Je crois qu’il ne s’offusquera pas si je dis de Thierry ZABOITZEFF que c’est un hypermnésique remarquable. En effet, profitant de l’accalmie événementielle forcée subie par tous les artistes et le public sous couvert de sécurité sanitaire, Thierry a régulièrement abondé une rubrique de son site relatant son incroyable parcours. Comme beaucoup de ses admirateurs, j’attendais régulièrement les nouvelles publications, année par année, qu’il publiait sur son site. Cette rubrique est une mine d’or pour tous les amateurs de musique et pour tous les musiciens tant elle regorge d’anecdotes qui sont tellement similaires au vécu de nombre de musiciens ayant commencé à tourner dans les années 1970. Pour en avoir un aperçu, c’est ici :

https://www.zaboitzeff.org/zaboitzeff-raconte.html

Ses collaborations sont multiples et on notera, pour faire court, son importante contribution de musicien compositeur jusqu’à ce jour avec la compagnie de danse autrichienne Editta BRAUN COMPANY et la magnifique période de ARIA PRIMITIVA dont témoignent deux superbes enregistrements : Work in Progress et Sleep no more. Sa période Thierry ZABOITZEFF & CREW, de 2002 à 2020, a aussi donné le jour à la magnifique Missa Furiosa dont voici un extrait, le Kyrie, donné en public :

La prétention du rédacteur ne saurait aller au-delà d’une invitation à explorer par vous-même ce triple album, qui, lui-même peut être comparé à la partie émergée d’un iceberg tant l’œuvre de Thierry ZABOITZEFF est dense et prolifique. Nous nous bornerons à vous en proposer quelques moments saillants ; mais ce choix est évidemment subjectif et peut s’apparenter à une sélection de cartes postales tirées d’un voyage impossible à résumer. Puisse-t-il vous inciter à faire vous-même ce voyage profond en compagnie du maestro.

+ + +

● D'après les informations
(1) Recopiez le texte sur Thierry Zaboitzeff entre « La prétention du » et « compagnie du maestro. », bornes incluses.
(2) Prolongez, s'il vous plaît, le texte sur Thierry Zaboitzeff à partir de l'endroit où il s'arrête.

● Extrait des données

+ + +

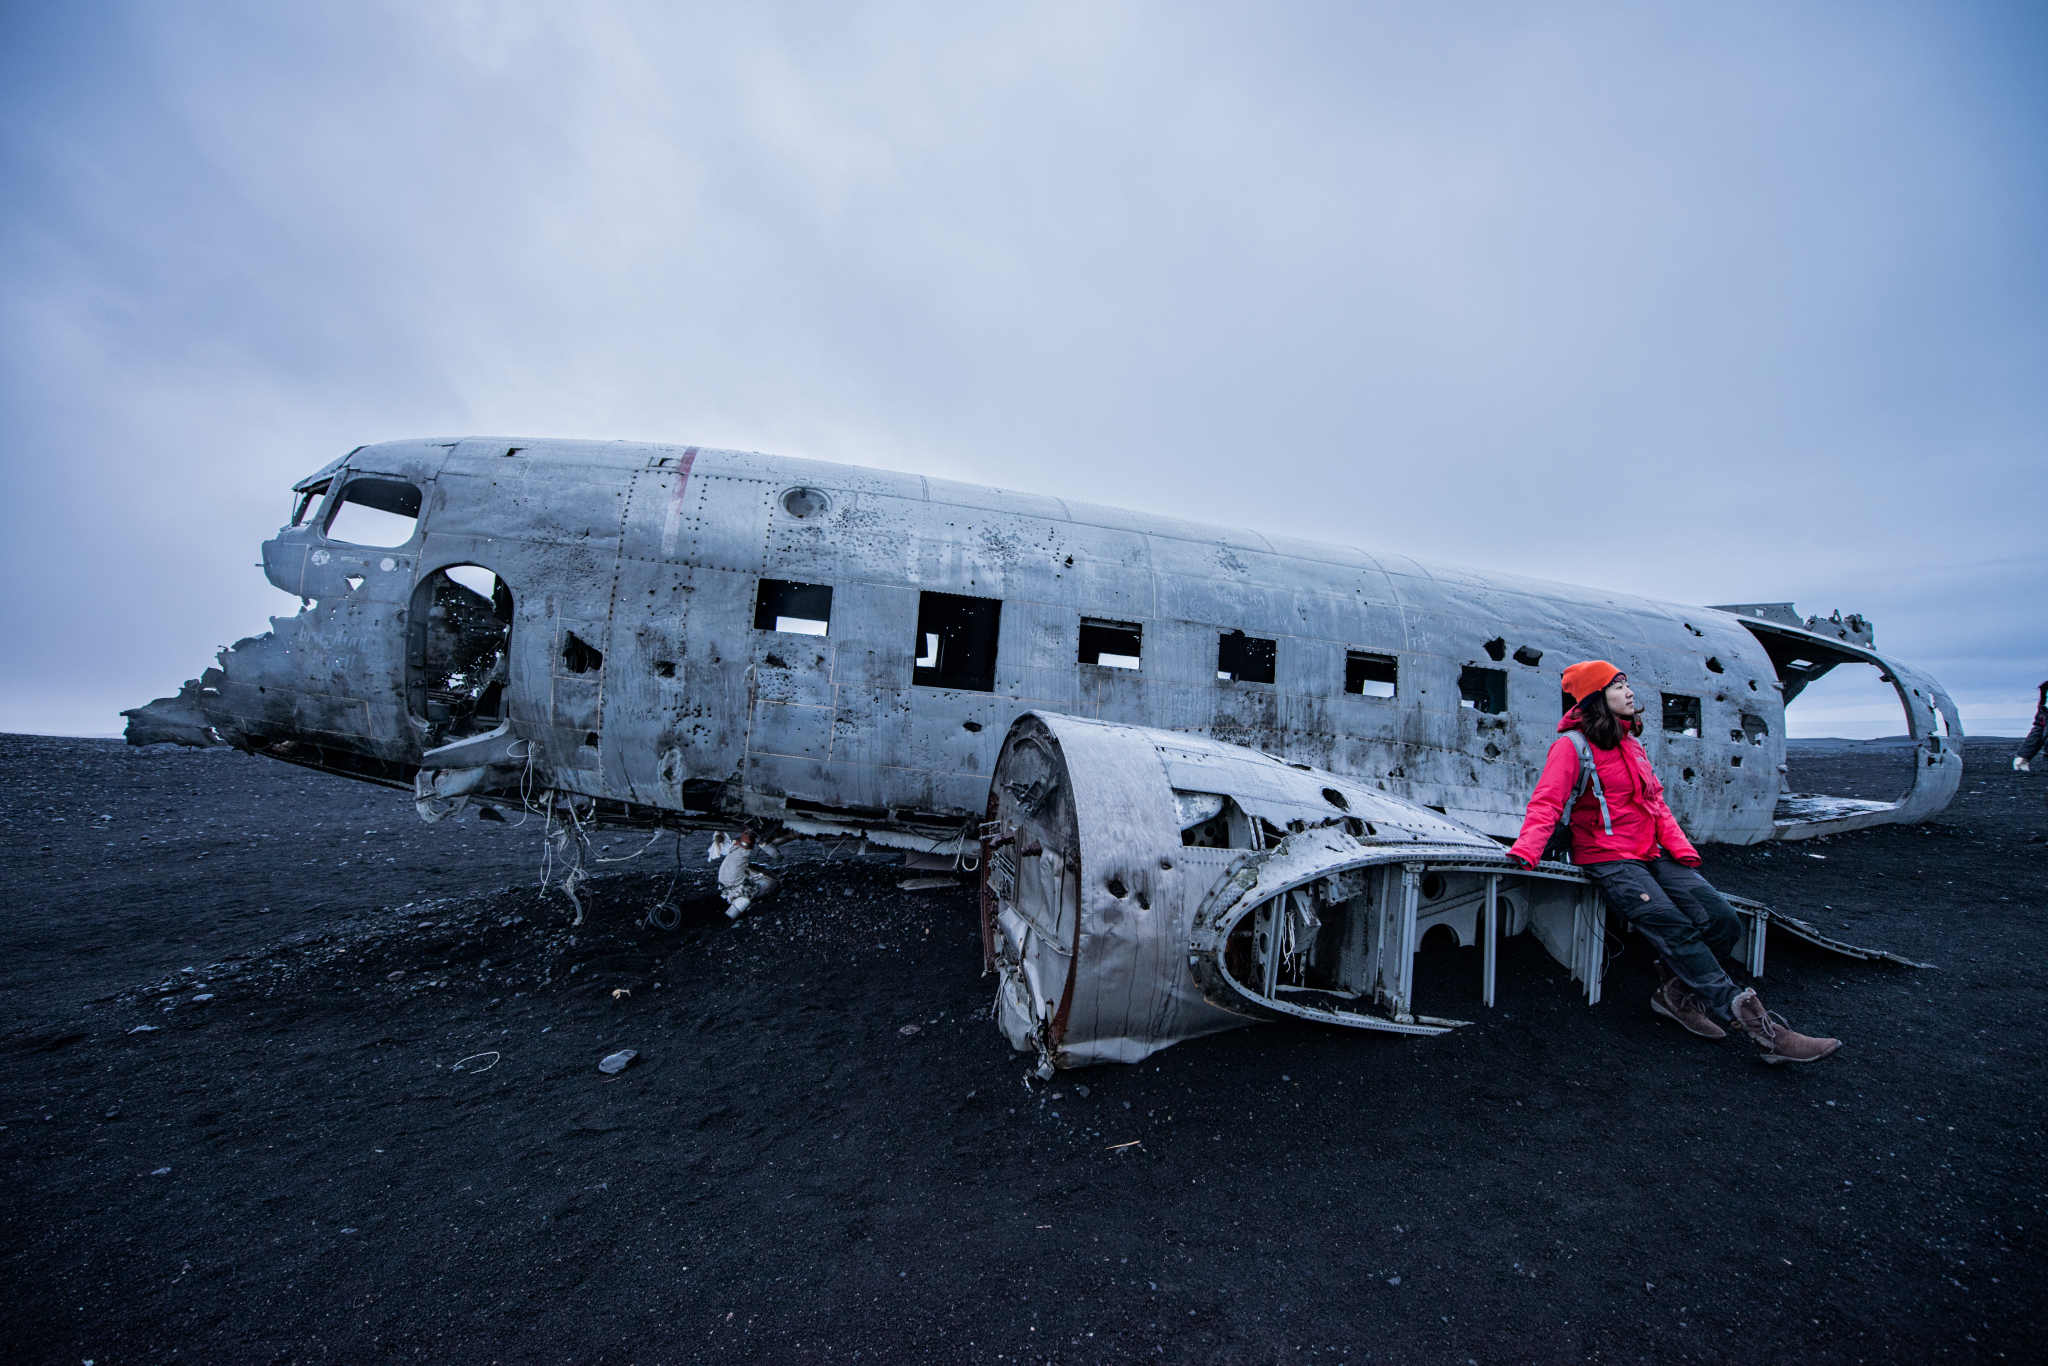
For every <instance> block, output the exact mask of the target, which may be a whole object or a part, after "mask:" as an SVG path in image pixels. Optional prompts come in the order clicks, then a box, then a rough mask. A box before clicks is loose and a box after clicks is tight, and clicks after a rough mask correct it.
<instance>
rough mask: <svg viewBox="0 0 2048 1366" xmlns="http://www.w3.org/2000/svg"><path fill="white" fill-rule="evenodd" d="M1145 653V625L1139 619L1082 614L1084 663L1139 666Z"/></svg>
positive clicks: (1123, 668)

+ + +

● Réponses ci-dessous
(1)
La prétention du rédacteur ne saurait aller au-delà d’une invitation à explorer par vous-même ce triple album, qui, lui-même peut être comparé à la partie émergée d’un iceberg tant l’œuvre de Thierry ZABOITZEFF est dense et prolifique. Nous nous bornerons à vous en proposer quelques moments saillants ; mais ce choix est évidemment subjectif et peut s’apparenter à une sélection de cartes postales tirées d’un voyage impossible à résumer. Puisse-t-il vous inciter à faire vous-même ce voyage profond en compagnie du maestro.

(2)
Voyage, justement, est le titre de la première pièce du premier CD. Cette pièce, composée en 2005, aux couleurs festives, ethniques, nous entraîne en Afrique, en Chine… Les timbres magnifiques où se mêlent en des textures de velours la basse et les staccatos des violoncelles sont bien représentatifs de la manière avec laquelle Thierry ZABOITZEFF assoit ses compositions. Cette prédominance du jeu des cordes frottées se retrouve dans la pièce suivante, Domagali, composée en 2007, où Thierry pose ce petit chorus de violoncelle à base d’harmoniques qui est bien dans sa manière.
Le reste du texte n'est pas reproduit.